Employees who are 55 years or older with at least 10 years of service are eligible for early retirement. Employees near the threshold are allowed to carry their company benefits forward until they qualify for early retirement.

Departing staffers receive 30 days pay as part of a severance package that can include more cash based on a percentage of salary and tenure.

Entergy is also picking up the bill for free counseling sessions and job placement services.

"We've tried to do this as humanely as possible," says Ed Lupberger, Entergy's chairman and chief executive officer.

The latest round of cuts brings the total staff reductions at Entergy to 1,000. There will be 500 more jobs eliminated during the next couple of years.

The ratio of staff cuts will grow to more than one out of nine before the corporate restructuring is complete.

"The mood lately has been one of anxiety and sadness to see people leaving the company, many of them having been here a long time," says AP&L spokesman Jerol Garrison. "We're beginning to understand the organization more and reduce the anxiety. The restructuring is becoming more acceptable among the employees."

■ **PROBLEM DESCRIPTION**: In the Entergy article, what makes an employee eligible for early retirement? The records aren't needed for anything here.

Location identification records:
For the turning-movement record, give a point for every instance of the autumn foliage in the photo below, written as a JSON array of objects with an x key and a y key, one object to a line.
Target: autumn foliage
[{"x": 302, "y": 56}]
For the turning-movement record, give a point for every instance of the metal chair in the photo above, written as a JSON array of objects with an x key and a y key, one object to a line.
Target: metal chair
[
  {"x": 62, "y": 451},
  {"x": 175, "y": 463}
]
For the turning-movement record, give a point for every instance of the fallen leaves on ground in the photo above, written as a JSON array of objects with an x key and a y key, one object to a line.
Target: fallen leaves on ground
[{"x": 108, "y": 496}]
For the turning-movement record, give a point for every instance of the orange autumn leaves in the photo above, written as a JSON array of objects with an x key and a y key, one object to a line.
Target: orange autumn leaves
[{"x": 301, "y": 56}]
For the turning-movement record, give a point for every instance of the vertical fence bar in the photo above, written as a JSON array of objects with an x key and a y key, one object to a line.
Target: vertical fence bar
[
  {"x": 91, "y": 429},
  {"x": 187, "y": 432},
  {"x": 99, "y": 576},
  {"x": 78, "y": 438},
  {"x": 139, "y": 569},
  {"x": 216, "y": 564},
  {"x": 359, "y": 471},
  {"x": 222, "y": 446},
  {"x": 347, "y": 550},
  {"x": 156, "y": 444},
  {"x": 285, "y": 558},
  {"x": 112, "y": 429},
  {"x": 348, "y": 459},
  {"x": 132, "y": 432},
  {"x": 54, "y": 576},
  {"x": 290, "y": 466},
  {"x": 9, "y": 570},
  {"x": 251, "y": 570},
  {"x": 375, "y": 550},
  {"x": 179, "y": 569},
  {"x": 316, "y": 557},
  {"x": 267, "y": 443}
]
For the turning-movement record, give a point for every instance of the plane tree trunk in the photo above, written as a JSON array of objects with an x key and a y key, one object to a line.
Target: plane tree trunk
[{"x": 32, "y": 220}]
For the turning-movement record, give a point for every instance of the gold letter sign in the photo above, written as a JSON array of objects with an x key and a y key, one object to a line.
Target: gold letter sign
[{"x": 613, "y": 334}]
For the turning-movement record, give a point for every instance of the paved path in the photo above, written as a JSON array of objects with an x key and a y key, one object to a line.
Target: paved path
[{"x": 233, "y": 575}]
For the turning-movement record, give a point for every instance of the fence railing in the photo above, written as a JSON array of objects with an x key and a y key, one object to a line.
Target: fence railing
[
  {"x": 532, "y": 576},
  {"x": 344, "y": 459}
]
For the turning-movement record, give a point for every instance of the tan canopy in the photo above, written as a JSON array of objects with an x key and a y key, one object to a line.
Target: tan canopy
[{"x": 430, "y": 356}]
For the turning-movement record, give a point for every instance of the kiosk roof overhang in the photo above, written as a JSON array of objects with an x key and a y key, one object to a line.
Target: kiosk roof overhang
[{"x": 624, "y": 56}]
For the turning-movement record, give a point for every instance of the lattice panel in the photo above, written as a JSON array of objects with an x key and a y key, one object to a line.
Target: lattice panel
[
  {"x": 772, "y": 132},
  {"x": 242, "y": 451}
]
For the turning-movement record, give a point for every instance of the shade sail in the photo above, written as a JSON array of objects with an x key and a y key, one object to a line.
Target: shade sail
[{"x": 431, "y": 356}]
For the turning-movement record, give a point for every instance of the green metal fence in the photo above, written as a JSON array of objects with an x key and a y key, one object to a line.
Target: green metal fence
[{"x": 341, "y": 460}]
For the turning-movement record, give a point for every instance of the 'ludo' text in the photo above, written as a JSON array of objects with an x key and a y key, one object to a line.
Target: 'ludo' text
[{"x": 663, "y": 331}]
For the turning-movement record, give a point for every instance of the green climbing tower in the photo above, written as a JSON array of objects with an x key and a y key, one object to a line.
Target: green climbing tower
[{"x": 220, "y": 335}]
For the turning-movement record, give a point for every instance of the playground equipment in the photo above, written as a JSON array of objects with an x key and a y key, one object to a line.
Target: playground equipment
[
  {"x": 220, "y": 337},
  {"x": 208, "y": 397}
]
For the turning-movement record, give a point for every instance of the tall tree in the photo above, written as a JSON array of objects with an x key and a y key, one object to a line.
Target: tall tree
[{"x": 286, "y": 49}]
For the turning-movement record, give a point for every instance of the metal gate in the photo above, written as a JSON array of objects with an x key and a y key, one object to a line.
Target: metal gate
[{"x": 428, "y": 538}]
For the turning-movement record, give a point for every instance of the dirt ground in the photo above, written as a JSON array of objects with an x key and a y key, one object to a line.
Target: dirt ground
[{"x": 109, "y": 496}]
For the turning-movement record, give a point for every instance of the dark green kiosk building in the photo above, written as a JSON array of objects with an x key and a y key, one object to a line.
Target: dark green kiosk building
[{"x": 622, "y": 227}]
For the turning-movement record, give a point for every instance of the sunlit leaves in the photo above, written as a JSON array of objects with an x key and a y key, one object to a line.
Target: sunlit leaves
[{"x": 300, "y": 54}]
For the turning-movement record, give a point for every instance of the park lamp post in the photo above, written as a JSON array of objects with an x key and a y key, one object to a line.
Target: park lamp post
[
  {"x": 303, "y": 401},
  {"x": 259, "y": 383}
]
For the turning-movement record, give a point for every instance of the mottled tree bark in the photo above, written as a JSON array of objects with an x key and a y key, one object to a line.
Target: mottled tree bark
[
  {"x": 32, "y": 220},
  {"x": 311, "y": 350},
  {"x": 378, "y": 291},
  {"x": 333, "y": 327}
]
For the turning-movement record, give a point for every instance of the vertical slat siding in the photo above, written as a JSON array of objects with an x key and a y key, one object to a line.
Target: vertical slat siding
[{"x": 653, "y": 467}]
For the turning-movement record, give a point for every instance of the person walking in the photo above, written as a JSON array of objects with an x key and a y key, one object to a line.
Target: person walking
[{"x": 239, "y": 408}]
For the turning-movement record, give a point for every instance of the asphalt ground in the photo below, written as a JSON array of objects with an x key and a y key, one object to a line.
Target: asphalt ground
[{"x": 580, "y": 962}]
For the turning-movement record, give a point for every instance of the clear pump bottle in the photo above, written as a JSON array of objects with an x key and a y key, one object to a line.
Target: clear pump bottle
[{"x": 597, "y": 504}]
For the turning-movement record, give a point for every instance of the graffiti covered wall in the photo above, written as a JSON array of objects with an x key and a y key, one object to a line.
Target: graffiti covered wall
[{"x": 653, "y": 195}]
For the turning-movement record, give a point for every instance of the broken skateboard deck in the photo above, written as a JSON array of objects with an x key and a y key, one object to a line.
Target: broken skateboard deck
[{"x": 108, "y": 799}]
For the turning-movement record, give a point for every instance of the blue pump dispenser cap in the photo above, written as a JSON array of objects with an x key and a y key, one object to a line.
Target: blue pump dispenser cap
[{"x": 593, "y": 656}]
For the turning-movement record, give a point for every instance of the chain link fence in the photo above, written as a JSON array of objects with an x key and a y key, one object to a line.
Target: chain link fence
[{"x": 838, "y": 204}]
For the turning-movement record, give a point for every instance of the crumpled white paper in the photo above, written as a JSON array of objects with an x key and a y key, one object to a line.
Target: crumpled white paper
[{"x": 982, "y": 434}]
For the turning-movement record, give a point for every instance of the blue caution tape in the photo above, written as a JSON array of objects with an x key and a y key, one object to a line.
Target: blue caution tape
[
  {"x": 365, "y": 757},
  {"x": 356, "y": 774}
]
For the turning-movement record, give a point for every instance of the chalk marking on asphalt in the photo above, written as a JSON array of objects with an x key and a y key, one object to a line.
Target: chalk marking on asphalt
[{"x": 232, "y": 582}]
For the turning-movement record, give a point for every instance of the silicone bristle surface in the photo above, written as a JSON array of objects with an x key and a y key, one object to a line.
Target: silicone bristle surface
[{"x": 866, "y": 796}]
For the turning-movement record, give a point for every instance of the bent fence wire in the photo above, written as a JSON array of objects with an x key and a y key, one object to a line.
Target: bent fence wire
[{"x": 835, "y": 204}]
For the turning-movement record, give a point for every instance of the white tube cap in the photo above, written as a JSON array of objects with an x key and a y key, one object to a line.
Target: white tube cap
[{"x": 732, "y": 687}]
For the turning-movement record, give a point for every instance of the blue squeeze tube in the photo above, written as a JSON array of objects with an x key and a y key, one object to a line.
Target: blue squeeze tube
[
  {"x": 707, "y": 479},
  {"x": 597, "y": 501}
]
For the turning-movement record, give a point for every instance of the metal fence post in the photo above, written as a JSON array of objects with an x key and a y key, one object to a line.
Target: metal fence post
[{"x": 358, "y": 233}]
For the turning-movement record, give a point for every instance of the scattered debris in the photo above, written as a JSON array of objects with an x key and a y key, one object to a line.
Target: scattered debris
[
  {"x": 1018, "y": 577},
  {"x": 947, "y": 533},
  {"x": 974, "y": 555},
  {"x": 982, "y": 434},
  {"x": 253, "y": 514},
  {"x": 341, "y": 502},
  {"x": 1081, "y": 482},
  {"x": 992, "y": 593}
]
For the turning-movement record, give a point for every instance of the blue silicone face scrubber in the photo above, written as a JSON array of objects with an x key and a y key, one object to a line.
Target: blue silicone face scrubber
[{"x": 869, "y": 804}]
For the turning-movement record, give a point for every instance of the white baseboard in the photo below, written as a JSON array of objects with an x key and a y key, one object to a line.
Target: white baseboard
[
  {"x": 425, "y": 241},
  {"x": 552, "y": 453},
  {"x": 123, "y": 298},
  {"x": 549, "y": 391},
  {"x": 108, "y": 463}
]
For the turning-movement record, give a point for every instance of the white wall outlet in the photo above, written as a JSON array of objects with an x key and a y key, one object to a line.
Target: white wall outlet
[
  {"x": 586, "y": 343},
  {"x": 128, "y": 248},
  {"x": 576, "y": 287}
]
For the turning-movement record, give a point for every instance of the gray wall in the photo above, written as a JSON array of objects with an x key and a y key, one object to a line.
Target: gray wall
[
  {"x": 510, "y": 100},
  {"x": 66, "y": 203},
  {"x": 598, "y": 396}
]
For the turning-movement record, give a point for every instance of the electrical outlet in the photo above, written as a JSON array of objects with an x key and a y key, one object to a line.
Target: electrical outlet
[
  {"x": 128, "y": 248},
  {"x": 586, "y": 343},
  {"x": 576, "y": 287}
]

■ **TASK RESULT**: Being 55 years or older with at least 10 years of service.